• Instructions to follow: Transcribe verbatim every line from the line containing "Target: weathered stone surface" to the end of the entries, including both endpoints. Output nothing beyond those lines.

Raw records
>> begin

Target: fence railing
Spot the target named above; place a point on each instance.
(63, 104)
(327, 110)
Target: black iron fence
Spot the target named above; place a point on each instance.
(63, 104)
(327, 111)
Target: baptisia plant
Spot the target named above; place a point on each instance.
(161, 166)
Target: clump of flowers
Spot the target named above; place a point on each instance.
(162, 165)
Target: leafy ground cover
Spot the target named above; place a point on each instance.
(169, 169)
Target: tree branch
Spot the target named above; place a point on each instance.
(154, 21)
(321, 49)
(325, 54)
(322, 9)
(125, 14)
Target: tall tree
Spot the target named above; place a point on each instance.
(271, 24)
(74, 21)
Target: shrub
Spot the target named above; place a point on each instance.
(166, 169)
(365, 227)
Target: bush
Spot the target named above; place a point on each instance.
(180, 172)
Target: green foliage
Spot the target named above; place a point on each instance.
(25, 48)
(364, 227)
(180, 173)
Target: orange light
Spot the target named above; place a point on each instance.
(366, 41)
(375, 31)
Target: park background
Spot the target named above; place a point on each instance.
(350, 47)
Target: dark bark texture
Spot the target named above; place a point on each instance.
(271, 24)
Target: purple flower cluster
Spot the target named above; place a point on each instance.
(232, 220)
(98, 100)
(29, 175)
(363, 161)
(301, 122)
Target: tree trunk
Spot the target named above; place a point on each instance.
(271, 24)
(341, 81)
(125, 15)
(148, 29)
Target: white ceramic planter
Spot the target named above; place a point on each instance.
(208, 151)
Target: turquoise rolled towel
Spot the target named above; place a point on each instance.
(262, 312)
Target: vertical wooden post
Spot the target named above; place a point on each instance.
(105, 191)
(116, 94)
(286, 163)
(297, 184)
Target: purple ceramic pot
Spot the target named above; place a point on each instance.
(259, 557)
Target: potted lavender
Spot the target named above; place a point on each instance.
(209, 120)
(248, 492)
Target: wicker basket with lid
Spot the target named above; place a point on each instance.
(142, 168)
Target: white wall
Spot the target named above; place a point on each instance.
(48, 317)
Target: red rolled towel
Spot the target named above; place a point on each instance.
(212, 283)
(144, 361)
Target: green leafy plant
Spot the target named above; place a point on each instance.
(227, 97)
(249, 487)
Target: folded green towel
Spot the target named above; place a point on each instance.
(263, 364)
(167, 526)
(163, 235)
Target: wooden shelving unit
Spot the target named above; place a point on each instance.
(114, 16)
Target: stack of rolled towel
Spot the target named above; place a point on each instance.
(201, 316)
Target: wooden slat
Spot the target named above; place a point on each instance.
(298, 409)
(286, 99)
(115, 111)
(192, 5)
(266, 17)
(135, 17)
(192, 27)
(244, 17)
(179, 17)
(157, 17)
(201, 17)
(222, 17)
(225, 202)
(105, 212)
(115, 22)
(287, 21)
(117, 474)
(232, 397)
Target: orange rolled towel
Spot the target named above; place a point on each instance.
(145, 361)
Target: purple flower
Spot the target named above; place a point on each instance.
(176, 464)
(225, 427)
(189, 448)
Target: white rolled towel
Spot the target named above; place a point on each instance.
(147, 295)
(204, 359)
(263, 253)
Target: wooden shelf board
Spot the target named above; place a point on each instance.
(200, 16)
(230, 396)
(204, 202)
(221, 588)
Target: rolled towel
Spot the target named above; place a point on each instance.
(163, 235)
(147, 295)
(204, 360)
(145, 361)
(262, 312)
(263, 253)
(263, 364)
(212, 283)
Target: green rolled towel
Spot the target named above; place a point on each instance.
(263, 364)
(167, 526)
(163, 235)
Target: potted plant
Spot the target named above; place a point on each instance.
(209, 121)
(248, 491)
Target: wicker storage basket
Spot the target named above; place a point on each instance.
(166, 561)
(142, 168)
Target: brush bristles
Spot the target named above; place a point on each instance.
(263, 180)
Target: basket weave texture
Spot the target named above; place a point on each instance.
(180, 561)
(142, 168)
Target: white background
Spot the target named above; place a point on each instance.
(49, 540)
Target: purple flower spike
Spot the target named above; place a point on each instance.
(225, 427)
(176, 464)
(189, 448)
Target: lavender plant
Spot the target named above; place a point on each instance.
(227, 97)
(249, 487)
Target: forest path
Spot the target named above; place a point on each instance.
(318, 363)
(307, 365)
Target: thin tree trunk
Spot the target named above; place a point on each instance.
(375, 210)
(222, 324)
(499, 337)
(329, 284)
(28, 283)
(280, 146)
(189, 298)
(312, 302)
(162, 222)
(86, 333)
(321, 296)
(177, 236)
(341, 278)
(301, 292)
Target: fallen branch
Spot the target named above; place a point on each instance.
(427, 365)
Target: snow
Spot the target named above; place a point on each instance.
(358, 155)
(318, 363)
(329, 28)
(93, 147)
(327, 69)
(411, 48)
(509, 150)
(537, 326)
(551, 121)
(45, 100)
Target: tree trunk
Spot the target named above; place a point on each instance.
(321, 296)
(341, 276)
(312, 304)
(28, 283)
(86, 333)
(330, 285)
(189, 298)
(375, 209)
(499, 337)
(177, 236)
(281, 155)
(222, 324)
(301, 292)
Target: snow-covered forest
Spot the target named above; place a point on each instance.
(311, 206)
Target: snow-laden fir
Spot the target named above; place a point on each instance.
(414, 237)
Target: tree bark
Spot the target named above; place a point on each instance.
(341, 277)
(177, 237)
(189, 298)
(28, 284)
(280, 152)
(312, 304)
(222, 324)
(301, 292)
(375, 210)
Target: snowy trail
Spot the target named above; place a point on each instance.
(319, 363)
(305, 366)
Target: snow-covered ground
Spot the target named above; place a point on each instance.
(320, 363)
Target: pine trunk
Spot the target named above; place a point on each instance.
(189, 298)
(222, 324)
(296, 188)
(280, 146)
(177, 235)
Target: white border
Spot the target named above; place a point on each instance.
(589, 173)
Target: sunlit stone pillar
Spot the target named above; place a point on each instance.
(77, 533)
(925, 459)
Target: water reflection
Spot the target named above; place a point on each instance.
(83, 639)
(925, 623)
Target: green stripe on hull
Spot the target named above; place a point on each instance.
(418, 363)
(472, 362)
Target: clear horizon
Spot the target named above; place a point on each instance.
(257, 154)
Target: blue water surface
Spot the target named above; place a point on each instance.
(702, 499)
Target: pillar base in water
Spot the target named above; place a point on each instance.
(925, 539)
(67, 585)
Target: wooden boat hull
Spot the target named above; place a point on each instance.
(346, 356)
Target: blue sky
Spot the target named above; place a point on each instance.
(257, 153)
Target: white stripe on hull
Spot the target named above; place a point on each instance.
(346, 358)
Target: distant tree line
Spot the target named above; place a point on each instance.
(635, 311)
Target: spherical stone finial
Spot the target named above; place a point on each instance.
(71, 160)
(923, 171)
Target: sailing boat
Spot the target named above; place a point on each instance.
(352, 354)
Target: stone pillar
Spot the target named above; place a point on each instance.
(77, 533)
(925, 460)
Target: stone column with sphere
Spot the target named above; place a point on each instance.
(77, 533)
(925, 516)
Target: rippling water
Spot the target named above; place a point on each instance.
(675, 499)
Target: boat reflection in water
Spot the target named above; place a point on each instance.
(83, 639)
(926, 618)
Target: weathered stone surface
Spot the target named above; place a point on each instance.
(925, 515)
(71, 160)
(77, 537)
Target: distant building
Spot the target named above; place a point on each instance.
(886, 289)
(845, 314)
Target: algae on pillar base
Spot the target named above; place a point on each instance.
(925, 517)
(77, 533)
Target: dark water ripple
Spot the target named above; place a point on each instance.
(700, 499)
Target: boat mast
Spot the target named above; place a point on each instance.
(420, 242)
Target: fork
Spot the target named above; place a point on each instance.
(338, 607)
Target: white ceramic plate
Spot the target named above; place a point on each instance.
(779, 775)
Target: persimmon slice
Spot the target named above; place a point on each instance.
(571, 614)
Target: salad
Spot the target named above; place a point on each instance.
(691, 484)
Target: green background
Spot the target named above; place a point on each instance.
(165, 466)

>> end

• Response to this task:
Target: weathered stone surface
Spot the target named above; place a point on each instance.
(925, 515)
(71, 160)
(77, 537)
Target: distant building
Spot the target named above; place a point on each instance.
(886, 289)
(845, 314)
Target: algae on pillar base
Spot the target named above; place a point on each instance.
(925, 517)
(77, 533)
Target: dark water ripple
Spot the target named above; place a point on each instance.
(700, 499)
Target: boat mast
Spot the target named above; place a point on each instance.
(420, 242)
Target: fork
Spot the target named above; place a point on each instance.
(338, 607)
Target: white ceramic plate
Spot the target named above; place a point on each instance.
(779, 775)
Target: persimmon slice
Spot the target named above; place a point on each instance.
(571, 614)
Target: salad
Spot the target named above; place a point on each instance.
(691, 484)
Target: green background
Spot the target named above; place a point on each instance.
(165, 466)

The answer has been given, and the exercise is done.